# Article:
# Looking for Jersey Name Transfers. Looking for company suggestions



## ichewa (Oct 21, 2012)

I'm looking for a great quality company that's offering custom name transfers for a cheap affordable price. I am to do a job in the very near future for school jerseys where one's individual name will be on the back. I am currently a screen printer and doing that many individual names would be a bunch of wasted time. I do own a heat press as I did heat pressing before, but if anyone could give 
recommendations of companies that offer this service at a cheap price, that would be awesome.

The quantity I'm looking at is 100-300 if this helps.

Thank you!


----------



## royster13 (Aug 14, 2007)

You could probably buy a cutter and pay for it with 1 job like that......Individual names from a transfer company will run you 1.50 to 2.50 each.......


----------



## ichewa (Oct 21, 2012)

royster13 said:


> You could probably buy a cutter and pay for it with 1 job like that......Individual names from a transfer company will run you 1.50 to 2.50 each.......


Do you know where I can find it for 1.50 to 2.50 each?

The cheapest I found was for 3.20 base price


----------



## royster13 (Aug 14, 2007)

Transfer Express.....


----------



## 1316Promotions (Sep 6, 2011)

F&M Impressions is another good source


----------



## royster13 (Aug 14, 2007)

1316Promotions said:


> F&M Impressions is another good source


I am looking for individual names on their website and see nothing.....Do you have more information about these?....Thanks....


----------



## 1316Promotions (Sep 6, 2011)

Sorry...missed the name part.
Transfer Express is the only one I know when you can buy the letters for names.


----------



## upperhandprint (Jan 3, 2013)

We do that at my shop. Depends on color and such, but like someone previous said, a plotter is the way to go. We run thermoflex for most jobs, but can also cut plastisol transfers which I like the quality of way more.


----------

# Data for this exercise:
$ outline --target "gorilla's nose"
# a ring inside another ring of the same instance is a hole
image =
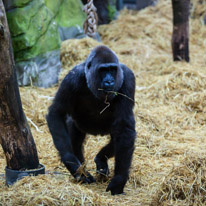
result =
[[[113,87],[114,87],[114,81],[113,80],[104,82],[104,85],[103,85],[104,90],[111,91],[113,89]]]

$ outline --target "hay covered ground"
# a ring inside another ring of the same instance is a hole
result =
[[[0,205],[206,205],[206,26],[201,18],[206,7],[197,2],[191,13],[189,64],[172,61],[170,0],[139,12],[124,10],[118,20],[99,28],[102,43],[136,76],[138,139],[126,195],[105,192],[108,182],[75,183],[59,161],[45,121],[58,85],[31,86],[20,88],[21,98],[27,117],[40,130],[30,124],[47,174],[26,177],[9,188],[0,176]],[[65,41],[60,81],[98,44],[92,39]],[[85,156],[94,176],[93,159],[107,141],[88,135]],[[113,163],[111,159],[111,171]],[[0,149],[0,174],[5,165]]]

--

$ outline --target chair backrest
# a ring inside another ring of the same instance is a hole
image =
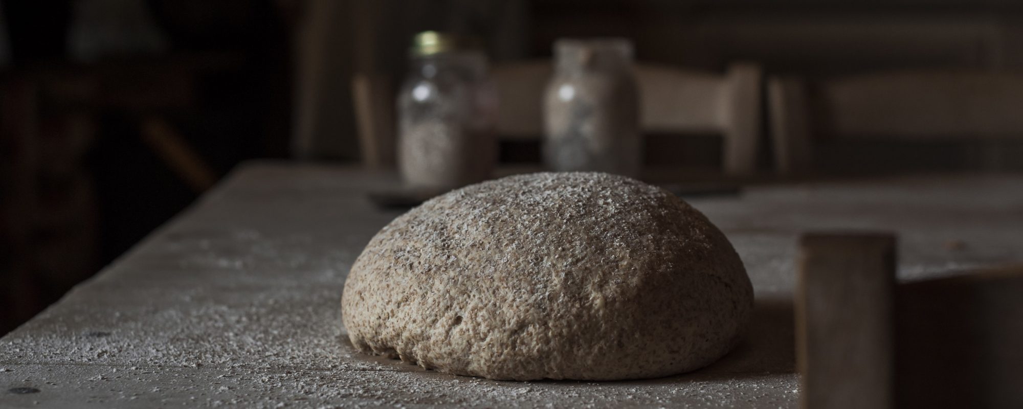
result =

==

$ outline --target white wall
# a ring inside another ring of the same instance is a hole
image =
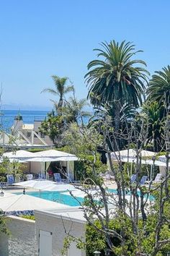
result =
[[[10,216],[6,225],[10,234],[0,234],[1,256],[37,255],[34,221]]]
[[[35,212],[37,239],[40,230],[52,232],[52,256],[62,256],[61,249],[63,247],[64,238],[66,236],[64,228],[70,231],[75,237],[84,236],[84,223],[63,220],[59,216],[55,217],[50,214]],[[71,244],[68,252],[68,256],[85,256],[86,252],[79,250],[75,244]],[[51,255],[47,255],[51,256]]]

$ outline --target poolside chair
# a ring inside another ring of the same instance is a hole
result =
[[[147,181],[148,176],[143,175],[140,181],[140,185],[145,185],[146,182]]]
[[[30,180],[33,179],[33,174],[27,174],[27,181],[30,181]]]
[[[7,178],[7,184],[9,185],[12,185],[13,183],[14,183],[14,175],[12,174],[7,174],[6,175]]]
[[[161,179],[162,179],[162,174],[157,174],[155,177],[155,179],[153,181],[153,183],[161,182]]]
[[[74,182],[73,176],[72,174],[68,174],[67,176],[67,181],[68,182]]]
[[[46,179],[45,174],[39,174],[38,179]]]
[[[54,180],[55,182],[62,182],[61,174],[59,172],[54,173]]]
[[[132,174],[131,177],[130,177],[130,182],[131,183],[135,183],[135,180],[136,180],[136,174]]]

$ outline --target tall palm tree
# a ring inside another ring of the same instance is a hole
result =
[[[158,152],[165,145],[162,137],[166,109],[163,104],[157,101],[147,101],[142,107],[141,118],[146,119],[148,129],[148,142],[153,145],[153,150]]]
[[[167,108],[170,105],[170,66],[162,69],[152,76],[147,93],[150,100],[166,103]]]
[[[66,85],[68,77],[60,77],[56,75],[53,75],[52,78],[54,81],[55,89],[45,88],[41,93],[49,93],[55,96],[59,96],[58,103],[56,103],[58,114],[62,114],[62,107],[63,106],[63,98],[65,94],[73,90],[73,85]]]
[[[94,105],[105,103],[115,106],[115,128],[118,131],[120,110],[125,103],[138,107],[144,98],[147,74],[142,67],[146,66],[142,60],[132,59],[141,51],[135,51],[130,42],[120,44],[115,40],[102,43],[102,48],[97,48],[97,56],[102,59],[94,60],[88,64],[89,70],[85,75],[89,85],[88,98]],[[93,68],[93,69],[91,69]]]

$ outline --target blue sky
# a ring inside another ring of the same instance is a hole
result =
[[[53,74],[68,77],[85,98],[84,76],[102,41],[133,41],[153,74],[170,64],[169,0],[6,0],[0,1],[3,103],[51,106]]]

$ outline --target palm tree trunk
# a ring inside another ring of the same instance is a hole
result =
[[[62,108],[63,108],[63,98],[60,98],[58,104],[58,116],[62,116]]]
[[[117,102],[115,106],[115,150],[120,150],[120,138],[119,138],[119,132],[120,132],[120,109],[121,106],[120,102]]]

# Goal 1:
In the thread, what price range per name did royster13 say a transfer company would charge for individual names?
# Goal 2:
Please pull out every line of the listing that contains the string "outline".

# Right answer 1:
1.50 to 2.50 each

# Right answer 2:
$ outline --target "gorilla's nose"
$ outline --target "hay covered ground"
$ outline --target chair backrest
$ outline --target white wall
$ outline --target poolside chair
$ outline --target tall palm tree
$ outline --target blue sky
$ outline --target palm tree trunk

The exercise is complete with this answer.